» Work item: Instruction for the entries below: return the part that opens with the line containing "Category: brown wing" and closes with the line containing "Category: wooden nest box", exactly, and no pictures.

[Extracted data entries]
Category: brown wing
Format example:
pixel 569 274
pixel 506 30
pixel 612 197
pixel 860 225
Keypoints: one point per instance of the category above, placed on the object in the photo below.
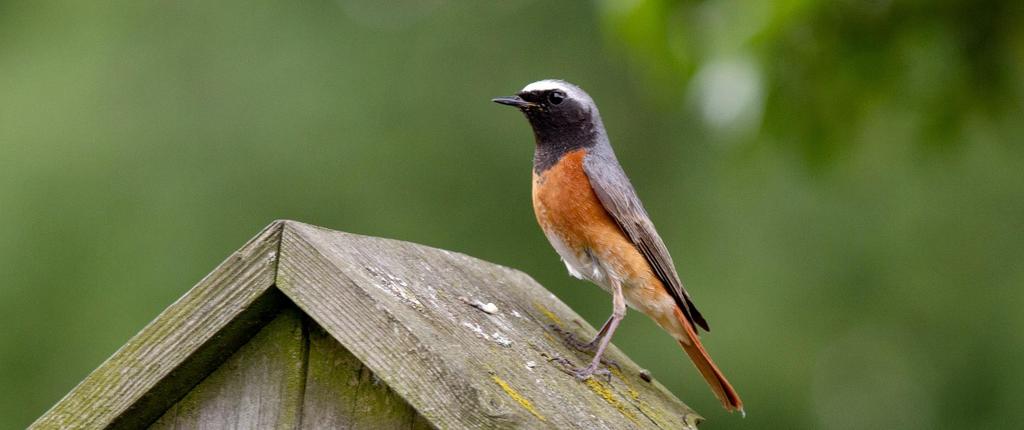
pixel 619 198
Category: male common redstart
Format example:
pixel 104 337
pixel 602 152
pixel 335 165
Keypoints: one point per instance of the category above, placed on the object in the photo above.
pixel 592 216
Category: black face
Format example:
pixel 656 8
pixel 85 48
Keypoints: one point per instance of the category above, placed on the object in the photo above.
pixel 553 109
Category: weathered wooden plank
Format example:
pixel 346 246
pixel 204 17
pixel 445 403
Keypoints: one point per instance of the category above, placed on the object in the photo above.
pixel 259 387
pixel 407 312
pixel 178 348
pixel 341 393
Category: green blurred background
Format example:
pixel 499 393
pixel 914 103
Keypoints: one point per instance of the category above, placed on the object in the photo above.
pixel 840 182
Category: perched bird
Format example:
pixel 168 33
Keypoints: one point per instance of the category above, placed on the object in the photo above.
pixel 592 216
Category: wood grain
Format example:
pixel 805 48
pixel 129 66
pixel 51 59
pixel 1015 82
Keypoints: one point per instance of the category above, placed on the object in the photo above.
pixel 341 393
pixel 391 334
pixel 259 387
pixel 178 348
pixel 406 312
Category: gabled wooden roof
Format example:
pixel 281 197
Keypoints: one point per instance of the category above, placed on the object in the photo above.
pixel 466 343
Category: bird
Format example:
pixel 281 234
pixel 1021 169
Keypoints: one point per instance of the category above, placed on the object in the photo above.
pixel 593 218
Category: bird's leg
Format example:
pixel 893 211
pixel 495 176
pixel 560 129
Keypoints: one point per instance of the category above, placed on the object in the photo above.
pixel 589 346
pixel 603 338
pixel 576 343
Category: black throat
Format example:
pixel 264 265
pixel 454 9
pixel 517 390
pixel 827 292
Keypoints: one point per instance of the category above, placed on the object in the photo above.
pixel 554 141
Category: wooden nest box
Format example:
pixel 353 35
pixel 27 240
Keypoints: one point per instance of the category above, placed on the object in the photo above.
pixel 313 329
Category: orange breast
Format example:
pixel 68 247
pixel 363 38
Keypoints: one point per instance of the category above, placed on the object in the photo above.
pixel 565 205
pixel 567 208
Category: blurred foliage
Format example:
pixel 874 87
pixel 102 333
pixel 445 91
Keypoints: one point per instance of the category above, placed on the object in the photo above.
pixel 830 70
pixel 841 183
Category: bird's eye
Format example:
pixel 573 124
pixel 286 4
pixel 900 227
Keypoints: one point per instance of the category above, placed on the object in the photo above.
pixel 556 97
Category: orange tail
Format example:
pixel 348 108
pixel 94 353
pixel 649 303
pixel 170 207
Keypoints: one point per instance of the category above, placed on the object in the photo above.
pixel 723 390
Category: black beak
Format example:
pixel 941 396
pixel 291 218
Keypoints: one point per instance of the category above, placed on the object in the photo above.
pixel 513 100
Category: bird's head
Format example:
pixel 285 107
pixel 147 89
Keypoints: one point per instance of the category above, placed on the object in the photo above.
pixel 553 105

...

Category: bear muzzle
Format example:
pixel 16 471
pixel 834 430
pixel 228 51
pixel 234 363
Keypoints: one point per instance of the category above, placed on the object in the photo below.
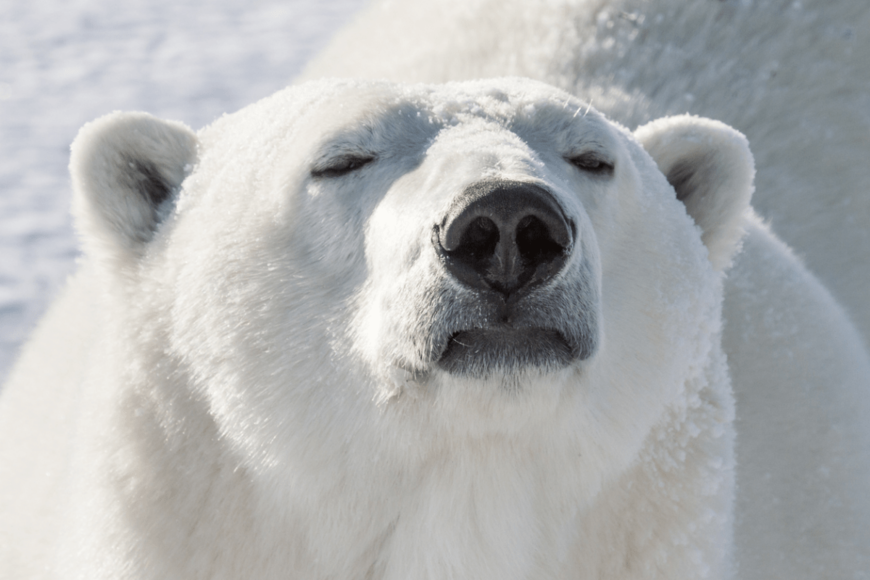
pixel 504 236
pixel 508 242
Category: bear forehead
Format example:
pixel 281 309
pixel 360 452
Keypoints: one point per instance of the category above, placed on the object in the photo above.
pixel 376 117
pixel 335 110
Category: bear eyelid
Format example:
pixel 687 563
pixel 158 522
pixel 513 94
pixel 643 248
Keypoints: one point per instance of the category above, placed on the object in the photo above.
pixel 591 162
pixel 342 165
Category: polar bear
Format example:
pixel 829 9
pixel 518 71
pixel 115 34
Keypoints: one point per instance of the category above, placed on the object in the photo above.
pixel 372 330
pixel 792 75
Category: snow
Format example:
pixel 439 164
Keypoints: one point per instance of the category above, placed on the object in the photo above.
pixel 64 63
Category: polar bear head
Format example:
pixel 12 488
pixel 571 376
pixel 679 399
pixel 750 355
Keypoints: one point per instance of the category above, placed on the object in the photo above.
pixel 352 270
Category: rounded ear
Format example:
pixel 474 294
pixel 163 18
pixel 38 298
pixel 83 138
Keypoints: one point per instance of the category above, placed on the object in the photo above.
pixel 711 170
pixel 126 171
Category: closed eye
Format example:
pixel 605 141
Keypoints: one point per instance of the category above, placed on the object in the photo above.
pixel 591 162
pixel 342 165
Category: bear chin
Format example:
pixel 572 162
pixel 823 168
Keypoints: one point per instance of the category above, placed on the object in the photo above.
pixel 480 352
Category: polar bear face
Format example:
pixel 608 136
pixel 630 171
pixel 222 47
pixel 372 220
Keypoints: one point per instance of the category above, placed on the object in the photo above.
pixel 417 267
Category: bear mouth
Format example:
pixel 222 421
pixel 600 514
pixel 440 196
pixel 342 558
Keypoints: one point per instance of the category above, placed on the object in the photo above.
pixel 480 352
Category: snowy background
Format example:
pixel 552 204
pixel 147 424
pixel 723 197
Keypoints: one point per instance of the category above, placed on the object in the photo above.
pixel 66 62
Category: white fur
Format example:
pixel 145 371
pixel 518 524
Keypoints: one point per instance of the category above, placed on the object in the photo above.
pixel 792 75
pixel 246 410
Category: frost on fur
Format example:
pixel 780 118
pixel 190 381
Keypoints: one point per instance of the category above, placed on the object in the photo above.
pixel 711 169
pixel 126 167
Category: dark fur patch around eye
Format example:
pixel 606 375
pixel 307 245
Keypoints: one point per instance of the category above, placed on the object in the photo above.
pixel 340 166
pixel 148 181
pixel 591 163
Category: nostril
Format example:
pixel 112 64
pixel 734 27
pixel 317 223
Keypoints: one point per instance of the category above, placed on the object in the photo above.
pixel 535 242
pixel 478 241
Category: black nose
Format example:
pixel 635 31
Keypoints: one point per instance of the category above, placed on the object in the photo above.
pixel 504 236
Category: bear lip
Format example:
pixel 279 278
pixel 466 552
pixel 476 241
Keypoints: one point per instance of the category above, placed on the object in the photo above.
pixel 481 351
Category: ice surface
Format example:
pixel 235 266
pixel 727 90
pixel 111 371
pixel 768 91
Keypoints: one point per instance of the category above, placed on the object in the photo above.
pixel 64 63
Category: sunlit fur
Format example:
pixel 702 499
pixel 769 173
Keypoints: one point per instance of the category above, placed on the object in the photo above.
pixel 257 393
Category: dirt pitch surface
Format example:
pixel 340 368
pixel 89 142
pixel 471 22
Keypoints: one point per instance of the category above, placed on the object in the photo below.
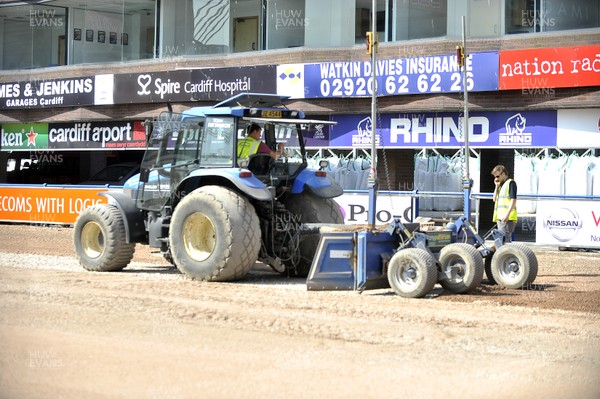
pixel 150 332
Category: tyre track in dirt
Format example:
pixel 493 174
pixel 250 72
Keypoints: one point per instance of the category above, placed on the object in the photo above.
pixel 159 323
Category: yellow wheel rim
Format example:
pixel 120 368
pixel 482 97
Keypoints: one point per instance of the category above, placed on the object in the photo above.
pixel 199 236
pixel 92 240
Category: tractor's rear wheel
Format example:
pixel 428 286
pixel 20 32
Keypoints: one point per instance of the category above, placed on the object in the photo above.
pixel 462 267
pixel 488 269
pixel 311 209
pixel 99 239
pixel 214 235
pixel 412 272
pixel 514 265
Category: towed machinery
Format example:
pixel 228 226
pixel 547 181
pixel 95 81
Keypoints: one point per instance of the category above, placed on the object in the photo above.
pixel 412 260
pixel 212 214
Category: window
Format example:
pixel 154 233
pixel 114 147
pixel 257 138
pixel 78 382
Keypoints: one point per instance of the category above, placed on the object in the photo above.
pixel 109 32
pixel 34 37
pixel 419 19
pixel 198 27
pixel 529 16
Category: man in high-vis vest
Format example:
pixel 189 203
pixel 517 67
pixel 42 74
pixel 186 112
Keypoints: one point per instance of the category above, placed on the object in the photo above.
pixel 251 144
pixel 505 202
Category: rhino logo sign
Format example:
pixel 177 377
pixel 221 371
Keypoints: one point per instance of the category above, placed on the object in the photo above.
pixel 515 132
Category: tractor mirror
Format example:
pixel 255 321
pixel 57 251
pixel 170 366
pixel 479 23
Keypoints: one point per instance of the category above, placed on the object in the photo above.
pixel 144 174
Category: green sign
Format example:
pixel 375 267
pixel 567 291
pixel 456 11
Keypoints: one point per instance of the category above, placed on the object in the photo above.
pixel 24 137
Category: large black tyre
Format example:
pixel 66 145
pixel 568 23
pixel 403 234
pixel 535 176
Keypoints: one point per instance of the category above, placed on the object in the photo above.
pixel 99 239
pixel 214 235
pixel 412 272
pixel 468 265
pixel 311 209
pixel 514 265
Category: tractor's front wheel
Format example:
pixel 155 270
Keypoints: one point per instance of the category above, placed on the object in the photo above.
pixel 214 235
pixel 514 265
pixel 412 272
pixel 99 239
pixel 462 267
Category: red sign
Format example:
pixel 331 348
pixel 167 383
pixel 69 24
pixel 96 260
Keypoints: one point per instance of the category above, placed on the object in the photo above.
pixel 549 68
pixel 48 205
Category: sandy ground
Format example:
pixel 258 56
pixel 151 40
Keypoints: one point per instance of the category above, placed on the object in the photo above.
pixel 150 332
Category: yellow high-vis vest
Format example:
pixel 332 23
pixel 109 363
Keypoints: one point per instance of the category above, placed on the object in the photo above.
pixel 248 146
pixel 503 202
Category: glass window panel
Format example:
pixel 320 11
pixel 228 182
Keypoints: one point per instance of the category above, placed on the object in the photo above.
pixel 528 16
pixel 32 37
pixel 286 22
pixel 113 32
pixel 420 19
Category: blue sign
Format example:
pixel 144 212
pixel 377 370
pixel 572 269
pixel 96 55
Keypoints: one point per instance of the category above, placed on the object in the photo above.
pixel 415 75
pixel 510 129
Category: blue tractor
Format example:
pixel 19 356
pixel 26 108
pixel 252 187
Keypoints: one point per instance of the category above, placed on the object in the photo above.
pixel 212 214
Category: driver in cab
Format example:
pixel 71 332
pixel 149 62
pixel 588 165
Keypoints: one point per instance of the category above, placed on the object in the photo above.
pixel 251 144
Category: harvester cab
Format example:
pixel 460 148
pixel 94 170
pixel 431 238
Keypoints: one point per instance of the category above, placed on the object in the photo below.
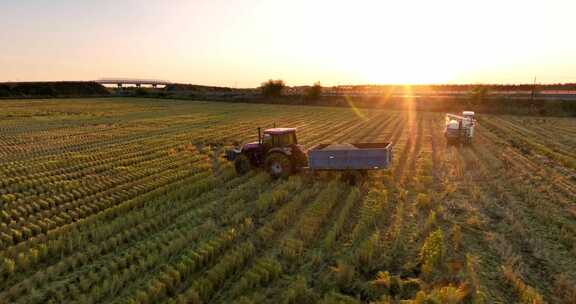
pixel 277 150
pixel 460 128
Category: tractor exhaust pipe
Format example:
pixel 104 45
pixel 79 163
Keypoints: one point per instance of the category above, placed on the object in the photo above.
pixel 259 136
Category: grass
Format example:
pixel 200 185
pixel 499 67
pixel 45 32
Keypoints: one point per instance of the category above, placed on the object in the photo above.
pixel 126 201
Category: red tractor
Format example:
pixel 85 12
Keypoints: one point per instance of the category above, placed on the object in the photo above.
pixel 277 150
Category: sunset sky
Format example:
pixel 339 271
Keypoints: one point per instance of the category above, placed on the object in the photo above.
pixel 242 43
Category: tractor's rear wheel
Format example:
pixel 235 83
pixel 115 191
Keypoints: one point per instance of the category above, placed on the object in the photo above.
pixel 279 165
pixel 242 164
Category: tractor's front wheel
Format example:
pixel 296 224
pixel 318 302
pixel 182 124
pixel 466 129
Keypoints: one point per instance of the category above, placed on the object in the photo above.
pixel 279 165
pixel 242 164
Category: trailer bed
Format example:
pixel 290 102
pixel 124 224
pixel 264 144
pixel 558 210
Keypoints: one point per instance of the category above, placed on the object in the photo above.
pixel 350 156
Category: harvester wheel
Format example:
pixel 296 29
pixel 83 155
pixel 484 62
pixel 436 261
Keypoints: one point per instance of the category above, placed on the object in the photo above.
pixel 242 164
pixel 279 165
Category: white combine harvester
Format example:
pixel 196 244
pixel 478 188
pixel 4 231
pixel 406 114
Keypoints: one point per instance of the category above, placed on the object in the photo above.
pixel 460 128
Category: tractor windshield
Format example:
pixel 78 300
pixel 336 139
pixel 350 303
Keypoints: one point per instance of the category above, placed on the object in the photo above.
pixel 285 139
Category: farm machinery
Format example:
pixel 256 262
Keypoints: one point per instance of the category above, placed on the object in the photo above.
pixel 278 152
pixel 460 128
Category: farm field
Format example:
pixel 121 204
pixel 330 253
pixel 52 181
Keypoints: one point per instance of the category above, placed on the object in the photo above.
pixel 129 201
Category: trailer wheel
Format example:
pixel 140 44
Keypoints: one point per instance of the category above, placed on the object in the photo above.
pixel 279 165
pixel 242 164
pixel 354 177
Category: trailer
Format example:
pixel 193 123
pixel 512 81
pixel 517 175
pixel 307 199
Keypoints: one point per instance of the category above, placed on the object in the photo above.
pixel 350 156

» Task response:
Category: brown wing
Format example:
pixel 569 274
pixel 506 30
pixel 612 197
pixel 860 225
Keypoints: one point per instance of the category above, placed on the object in the photo below.
pixel 619 198
Category: male common redstart
Format example:
pixel 104 337
pixel 602 152
pixel 335 165
Keypoints: one point per instance of the category above, placed on the object in the photo above.
pixel 592 216
Category: black face
Format example:
pixel 656 8
pixel 85 48
Keypoints: one point per instance of the category above, placed on the object in the photo above.
pixel 553 109
Category: weathered wooden plank
Format example:
pixel 346 246
pixel 204 17
pixel 445 403
Keypoints: one point per instance of the category above, placed on the object in the photo above.
pixel 259 387
pixel 407 312
pixel 178 348
pixel 341 393
Category: green blurred background
Format example:
pixel 499 393
pixel 914 103
Keypoints: one point per instance of the category above, placed on the object in the photo above.
pixel 840 182
Category: perched bird
Format example:
pixel 168 33
Keypoints: one point per instance of the category above, placed on the object in the photo above.
pixel 592 216
Category: wood grain
Format example:
pixel 805 48
pixel 129 66
pixel 51 59
pixel 1015 82
Keypoints: one point per instance of the category above, placed on the object in the photo above.
pixel 341 393
pixel 391 334
pixel 259 387
pixel 178 348
pixel 406 312
Category: gabled wooden roof
Format example:
pixel 281 197
Keypoints: one point per instance of the category above, placed on the object in the photo above.
pixel 466 343
Category: bird
Format example:
pixel 281 234
pixel 1021 169
Keypoints: one point per instance of the category above, placed on the object in the photo above.
pixel 593 218
Category: bird's leg
Format example:
pixel 893 211
pixel 495 176
pixel 560 129
Keypoints: one point per instance of the category above, placed on the object in the photo above.
pixel 589 346
pixel 603 338
pixel 576 343
Category: black throat
Format example:
pixel 264 265
pixel 454 9
pixel 517 390
pixel 827 292
Keypoints: one point per instance of the category above, placed on the object in the photo above.
pixel 554 141
Category: wooden nest box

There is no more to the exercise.